◆ Tarea requerida: Devuelve sin cambios, por favor, todo lo que va desde la línea que contiene "Where can you see the background" hasta el final de los datos, con ambos extremos incluidos y nada más.
━━━ Material proporcionado ━━━
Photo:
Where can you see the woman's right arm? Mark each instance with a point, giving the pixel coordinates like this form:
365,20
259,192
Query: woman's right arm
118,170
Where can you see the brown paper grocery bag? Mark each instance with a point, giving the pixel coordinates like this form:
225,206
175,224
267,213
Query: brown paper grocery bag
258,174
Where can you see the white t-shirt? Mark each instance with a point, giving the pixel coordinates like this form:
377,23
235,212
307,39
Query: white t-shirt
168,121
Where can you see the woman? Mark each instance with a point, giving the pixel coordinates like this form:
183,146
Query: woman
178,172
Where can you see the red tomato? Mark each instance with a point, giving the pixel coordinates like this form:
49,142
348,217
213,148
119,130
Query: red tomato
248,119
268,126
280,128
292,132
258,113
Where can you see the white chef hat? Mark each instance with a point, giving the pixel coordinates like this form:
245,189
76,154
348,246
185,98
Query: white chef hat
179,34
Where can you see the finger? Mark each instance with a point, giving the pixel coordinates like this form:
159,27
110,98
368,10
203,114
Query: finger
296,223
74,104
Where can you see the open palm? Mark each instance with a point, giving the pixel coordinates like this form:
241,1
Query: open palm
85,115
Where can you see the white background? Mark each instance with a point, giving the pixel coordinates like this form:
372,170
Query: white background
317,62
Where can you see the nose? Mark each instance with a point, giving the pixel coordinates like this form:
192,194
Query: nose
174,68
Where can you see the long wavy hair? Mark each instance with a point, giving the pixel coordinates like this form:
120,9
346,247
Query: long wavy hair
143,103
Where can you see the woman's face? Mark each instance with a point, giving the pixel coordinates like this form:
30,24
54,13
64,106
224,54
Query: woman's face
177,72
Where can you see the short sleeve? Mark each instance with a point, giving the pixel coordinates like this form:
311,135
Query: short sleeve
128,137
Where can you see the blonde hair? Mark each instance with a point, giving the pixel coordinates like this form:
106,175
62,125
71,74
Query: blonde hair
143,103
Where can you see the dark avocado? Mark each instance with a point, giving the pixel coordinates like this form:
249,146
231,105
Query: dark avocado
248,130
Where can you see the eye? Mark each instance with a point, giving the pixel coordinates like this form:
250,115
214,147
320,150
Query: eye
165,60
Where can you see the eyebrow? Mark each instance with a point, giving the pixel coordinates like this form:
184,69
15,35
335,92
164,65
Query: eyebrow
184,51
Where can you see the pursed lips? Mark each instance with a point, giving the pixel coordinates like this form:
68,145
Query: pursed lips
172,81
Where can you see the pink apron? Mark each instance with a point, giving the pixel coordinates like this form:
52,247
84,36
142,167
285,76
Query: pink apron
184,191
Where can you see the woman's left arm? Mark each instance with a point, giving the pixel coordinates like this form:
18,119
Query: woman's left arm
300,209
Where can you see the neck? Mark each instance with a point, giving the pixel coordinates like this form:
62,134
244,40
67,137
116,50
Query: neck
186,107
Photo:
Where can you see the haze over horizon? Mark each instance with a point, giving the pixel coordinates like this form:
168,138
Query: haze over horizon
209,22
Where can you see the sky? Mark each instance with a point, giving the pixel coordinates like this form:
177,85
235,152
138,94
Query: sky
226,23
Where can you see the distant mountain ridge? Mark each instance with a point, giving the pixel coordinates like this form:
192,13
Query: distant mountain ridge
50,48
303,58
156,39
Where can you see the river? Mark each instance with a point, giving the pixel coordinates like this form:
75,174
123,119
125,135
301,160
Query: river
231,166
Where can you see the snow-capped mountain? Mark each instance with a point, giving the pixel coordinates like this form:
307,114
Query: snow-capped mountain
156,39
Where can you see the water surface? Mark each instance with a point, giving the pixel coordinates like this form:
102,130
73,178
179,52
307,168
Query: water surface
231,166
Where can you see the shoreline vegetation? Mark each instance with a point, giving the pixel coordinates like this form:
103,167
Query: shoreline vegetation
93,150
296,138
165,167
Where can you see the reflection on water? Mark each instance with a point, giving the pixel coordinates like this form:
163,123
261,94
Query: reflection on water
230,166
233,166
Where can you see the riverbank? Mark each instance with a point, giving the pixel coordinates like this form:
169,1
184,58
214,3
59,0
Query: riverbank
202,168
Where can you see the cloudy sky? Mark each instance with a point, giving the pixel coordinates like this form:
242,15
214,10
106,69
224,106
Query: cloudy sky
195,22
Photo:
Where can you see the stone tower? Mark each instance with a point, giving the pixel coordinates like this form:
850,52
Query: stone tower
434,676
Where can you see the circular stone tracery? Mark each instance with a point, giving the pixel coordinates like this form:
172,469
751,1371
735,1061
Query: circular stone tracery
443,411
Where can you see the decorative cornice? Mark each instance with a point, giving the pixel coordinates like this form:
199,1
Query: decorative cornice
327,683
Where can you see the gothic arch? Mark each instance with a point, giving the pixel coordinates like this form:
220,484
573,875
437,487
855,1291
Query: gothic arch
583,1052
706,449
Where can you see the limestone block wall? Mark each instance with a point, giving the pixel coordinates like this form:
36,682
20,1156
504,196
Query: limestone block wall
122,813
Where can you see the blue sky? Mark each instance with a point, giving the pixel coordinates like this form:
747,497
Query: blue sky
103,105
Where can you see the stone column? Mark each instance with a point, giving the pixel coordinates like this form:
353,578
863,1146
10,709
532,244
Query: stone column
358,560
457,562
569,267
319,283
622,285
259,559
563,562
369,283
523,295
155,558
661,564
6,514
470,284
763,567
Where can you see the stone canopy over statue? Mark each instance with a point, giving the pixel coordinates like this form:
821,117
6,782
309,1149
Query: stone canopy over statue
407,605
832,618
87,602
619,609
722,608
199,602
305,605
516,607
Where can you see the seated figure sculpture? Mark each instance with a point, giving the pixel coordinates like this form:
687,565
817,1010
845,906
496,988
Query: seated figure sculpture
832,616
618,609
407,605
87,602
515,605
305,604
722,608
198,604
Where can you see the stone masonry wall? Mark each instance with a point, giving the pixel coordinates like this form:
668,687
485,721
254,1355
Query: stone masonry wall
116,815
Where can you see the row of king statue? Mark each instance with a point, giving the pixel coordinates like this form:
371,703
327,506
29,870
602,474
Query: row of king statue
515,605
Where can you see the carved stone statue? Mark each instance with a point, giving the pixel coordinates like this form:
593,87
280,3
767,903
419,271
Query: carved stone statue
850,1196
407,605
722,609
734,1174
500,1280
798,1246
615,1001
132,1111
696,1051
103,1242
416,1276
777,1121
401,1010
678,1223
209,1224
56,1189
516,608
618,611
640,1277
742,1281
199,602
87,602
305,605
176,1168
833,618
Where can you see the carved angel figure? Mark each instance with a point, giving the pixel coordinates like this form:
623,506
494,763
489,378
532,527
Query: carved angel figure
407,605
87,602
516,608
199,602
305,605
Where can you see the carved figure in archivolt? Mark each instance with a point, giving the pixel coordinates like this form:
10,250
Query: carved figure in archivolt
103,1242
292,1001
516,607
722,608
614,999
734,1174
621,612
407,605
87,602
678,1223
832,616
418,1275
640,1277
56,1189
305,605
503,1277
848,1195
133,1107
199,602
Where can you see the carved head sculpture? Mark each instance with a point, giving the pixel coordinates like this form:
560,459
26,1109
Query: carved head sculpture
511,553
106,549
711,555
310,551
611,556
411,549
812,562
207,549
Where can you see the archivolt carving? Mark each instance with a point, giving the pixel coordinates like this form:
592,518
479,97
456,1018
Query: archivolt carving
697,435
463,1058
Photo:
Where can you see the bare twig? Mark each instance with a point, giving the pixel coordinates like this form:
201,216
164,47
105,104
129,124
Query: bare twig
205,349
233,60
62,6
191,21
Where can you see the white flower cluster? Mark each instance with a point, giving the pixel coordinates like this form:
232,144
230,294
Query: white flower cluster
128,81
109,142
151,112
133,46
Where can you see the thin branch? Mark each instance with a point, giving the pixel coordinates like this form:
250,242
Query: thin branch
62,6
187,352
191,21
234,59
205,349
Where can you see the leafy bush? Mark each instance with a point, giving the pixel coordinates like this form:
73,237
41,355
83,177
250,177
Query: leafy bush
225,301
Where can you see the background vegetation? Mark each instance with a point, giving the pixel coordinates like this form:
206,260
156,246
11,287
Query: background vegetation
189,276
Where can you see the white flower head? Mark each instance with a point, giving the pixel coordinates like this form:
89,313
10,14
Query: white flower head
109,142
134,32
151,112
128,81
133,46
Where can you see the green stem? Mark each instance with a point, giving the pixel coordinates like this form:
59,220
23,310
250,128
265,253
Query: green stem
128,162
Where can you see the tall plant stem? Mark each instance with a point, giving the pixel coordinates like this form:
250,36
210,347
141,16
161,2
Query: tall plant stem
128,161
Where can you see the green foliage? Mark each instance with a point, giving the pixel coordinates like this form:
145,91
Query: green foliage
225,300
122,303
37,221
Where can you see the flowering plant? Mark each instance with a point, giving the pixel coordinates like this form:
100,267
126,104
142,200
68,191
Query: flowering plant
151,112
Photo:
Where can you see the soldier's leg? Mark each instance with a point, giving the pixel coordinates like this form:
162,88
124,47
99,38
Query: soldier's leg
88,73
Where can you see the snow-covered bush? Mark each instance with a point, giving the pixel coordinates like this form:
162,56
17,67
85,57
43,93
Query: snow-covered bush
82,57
━━━
◆ Ejercicio resuelto:
Where can you see the background vegetation? Mark each instance with a point, giving the pixel coordinates like this form:
206,260
156,246
11,287
Query: background vegetation
189,276
Where can you see the white flower head? Mark each instance with a point, giving the pixel coordinates like this form:
89,313
10,14
Query: white flower head
109,142
134,32
151,112
128,81
133,46
Where can you see the green stem? Mark each instance with a point, giving the pixel coordinates like this form:
59,220
23,310
250,128
265,253
Query: green stem
128,162
Where can you see the tall plant stem? Mark each instance with a point, giving the pixel coordinates like this form:
250,36
210,347
141,16
161,2
Query: tall plant stem
128,161
Where can you see the green foliage? Mark each instance with a point, giving the pixel coordinates like this form:
145,91
Query: green foliage
225,300
122,303
37,221
Where can you see the flowering plant? Mark each instance with a point, giving the pixel coordinates like this form:
100,267
126,104
142,200
68,191
Query: flowering plant
151,112
Photo:
Where can you see the soldier's leg? Mark each instance with a point, giving the pixel coordinates like this form:
162,88
124,47
99,38
Query: soldier's leg
88,73
Where can you see the snow-covered bush? Mark each instance with a point, giving the pixel coordinates like this form:
162,56
17,67
85,57
43,93
Query: snow-covered bush
82,57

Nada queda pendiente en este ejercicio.